→ **Work task**: Print every record exactly.

╭─ Data for processing

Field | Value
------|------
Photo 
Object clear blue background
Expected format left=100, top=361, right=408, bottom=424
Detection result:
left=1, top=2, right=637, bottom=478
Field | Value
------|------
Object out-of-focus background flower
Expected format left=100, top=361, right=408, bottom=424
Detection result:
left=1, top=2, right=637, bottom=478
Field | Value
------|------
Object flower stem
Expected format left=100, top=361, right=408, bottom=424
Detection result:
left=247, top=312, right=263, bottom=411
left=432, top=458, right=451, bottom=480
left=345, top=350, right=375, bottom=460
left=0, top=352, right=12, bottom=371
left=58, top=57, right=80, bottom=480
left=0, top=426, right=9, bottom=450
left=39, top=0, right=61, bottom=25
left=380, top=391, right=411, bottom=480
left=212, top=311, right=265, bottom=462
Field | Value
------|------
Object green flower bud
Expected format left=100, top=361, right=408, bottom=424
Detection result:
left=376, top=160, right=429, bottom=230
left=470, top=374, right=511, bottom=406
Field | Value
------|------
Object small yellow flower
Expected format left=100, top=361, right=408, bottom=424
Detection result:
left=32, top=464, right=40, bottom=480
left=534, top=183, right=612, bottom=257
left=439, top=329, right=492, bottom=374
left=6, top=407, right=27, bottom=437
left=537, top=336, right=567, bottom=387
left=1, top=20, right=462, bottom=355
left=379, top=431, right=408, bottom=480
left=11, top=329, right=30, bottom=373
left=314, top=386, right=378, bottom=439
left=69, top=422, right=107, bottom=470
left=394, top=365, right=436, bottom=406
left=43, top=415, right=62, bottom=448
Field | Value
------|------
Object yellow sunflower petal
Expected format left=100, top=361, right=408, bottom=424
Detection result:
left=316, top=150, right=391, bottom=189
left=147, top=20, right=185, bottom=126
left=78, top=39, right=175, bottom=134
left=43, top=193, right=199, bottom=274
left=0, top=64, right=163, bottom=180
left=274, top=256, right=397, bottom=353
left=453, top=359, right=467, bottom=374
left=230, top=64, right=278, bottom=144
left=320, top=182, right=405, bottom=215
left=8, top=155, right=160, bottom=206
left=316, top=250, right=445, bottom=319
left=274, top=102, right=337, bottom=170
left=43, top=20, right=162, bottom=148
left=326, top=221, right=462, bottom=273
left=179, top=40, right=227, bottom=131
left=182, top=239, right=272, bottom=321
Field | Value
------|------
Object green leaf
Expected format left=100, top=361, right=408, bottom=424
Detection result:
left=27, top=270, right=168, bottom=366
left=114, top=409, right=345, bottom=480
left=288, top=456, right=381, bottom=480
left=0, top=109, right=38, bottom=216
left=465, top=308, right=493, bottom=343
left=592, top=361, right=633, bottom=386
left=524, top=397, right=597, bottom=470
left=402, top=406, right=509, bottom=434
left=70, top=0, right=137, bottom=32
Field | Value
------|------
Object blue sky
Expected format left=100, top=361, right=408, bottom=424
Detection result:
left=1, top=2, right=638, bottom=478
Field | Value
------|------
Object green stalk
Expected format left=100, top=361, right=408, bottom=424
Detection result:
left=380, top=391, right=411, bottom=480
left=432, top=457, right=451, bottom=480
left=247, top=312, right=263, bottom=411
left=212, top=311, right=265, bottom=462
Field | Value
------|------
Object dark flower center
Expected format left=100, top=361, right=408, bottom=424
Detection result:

╰─

→ **Solution for this problem**:
Field | Value
------|------
Photo 
Object clear blue background
Expected format left=100, top=361, right=408, bottom=424
Detection result:
left=1, top=2, right=637, bottom=478
Field | Value
------|------
Object out-of-focus background flower
Expected format left=100, top=361, right=408, bottom=424
Detection result:
left=1, top=2, right=637, bottom=478
Field | Value
------|------
Object flower stem
Expected format left=100, top=361, right=408, bottom=424
Detection result:
left=247, top=312, right=263, bottom=411
left=432, top=458, right=451, bottom=480
left=345, top=350, right=375, bottom=460
left=0, top=352, right=12, bottom=371
left=58, top=57, right=80, bottom=480
left=0, top=426, right=9, bottom=450
left=39, top=0, right=61, bottom=25
left=380, top=391, right=411, bottom=480
left=212, top=311, right=265, bottom=462
Field | Value
------|------
Object green flower bud
Expected format left=100, top=361, right=408, bottom=424
Detection result:
left=376, top=160, right=429, bottom=230
left=470, top=374, right=511, bottom=406
Field | Value
------|------
Object small yellow flower
Expected format left=100, top=361, right=408, bottom=424
Detection result:
left=32, top=464, right=40, bottom=480
left=534, top=183, right=612, bottom=257
left=439, top=329, right=492, bottom=374
left=6, top=407, right=27, bottom=437
left=537, top=336, right=567, bottom=387
left=1, top=20, right=462, bottom=355
left=379, top=431, right=408, bottom=480
left=11, top=329, right=30, bottom=373
left=314, top=386, right=378, bottom=439
left=69, top=422, right=107, bottom=470
left=394, top=365, right=436, bottom=406
left=43, top=415, right=62, bottom=448
Field | Value
------|------
Object yellow sunflower petal
Expected format left=100, top=361, right=408, bottom=424
Detection result:
left=316, top=150, right=391, bottom=189
left=147, top=20, right=185, bottom=126
left=78, top=39, right=175, bottom=134
left=43, top=193, right=199, bottom=274
left=0, top=64, right=163, bottom=180
left=274, top=256, right=397, bottom=353
left=453, top=359, right=467, bottom=374
left=230, top=64, right=278, bottom=144
left=320, top=182, right=405, bottom=215
left=8, top=155, right=160, bottom=206
left=316, top=250, right=445, bottom=319
left=274, top=102, right=337, bottom=170
left=43, top=20, right=162, bottom=148
left=326, top=221, right=462, bottom=273
left=179, top=40, right=227, bottom=131
left=182, top=239, right=272, bottom=321
Field | Value
------|------
Object green leaf
Expected format left=100, top=361, right=408, bottom=424
Detection result:
left=27, top=270, right=168, bottom=366
left=114, top=409, right=345, bottom=480
left=288, top=456, right=381, bottom=480
left=0, top=109, right=38, bottom=216
left=465, top=308, right=493, bottom=343
left=592, top=361, right=633, bottom=386
left=524, top=397, right=597, bottom=470
left=402, top=406, right=509, bottom=434
left=70, top=0, right=137, bottom=32
Field | Value
------|------
Object blue sky
Expected format left=100, top=361, right=408, bottom=424
Detection result:
left=1, top=2, right=638, bottom=478
Field | Value
------|------
Object green stalk
Expected format left=100, top=361, right=408, bottom=424
Detection result:
left=380, top=391, right=411, bottom=480
left=432, top=457, right=451, bottom=480
left=247, top=312, right=263, bottom=411
left=212, top=311, right=265, bottom=462
Field | Value
------|------
Object dark flower center
Expected format left=100, top=361, right=408, bottom=424
Detection result:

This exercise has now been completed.